• EXTRACT PROVIDED:

WHILE DESPERATELY PERUSING the news for anything not related to the coronavirus, or the economy, or the fact that we have one last chance to save our democracy—you know, the boring stuff—I read that NASA will be making a movie on the International Space Station, featuring Tom Cruise. The $150 billion laboratory orbits about 250 miles above the Earth, which is 250 miles farther than was necessary to achieve its principle scientific discovery: Camping in space is expensive.
I could have told them that.
If there were justice in this world, Tom Cruise would instead be making a movie at the Superconducting Super Collider, a much less costly project that could have produced innumerable scientific breakthroughs in physics. Plus, its site in north-central Texas is well known for its ample gravity and breathable air. But Congress canceled it mid-construction in 1993, and the U.S. instead spent more than 10 times as much on the space station.
The collider was my fave project in the 1980s. You want breakthroughs in understanding how our physical world came to be—I used to say at parties—you go with the collider. You want to watch an astronaut drink upside down—I would add, ruefully, at that same party—then the space station is your boondoggle of choice.
But since I lobbied for the project mainly at parties instead of, say, congressional budget hearings, we’re stuck with the space station. (Too late I realized my considerable influence was directed at the wrong people, just because they had beer.)

• INFORMATION SHOWN:
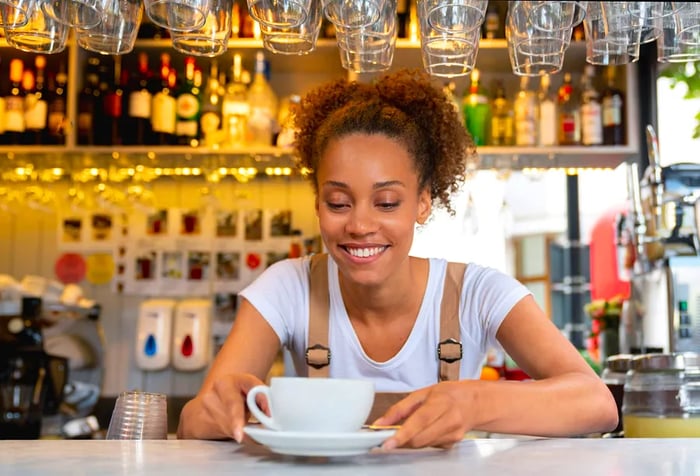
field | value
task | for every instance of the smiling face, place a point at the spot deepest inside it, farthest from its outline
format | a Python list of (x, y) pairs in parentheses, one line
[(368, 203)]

...

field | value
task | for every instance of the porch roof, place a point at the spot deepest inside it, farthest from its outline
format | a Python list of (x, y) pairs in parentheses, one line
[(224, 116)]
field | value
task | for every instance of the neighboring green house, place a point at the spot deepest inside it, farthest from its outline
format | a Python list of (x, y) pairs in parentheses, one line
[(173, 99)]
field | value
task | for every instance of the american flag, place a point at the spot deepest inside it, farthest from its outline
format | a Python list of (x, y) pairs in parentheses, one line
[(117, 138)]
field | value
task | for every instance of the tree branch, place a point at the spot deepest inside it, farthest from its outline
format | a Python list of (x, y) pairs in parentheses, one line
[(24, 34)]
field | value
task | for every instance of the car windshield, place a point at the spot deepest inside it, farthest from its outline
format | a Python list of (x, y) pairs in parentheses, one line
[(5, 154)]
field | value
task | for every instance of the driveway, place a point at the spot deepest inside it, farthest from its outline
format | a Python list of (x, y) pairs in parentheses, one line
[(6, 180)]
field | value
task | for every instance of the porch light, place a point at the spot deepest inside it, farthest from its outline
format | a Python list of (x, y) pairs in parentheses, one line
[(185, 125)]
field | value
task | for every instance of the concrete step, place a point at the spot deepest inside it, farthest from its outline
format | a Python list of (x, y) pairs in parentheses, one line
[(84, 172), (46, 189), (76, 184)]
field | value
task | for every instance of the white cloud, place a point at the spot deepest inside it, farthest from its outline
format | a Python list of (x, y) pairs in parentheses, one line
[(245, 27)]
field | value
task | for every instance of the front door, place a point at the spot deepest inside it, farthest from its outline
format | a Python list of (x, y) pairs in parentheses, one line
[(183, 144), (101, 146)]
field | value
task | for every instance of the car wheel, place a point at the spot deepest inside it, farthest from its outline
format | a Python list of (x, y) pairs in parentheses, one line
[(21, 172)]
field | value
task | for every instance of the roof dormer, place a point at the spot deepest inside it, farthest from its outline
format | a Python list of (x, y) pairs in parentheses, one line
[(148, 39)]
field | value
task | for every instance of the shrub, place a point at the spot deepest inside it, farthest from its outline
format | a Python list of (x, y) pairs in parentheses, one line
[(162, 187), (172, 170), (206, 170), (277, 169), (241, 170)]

• USING THE INFORMATION:
[1] Translate this sentence from the space station essay into Spanish: "The collider was my fave project in the 1980s."
[2] According to the space station essay, in what year did Congress cancel the Superconducting Super Collider?
[3] Transcribe the part of the space station essay that opens with the words containing "But since I" and closes with "they had beer.)".

• TASK-BY-TASK ANSWERS:
[1] El colisionador fue mi proyecto favorito en la década de 1980.

[2] 1993

[3]
But since I lobbied for the project mainly at parties instead of, say, congressional budget hearings, we’re stuck with the space station. (Too late I realized my considerable influence was directed at the wrong people, just because they had beer.)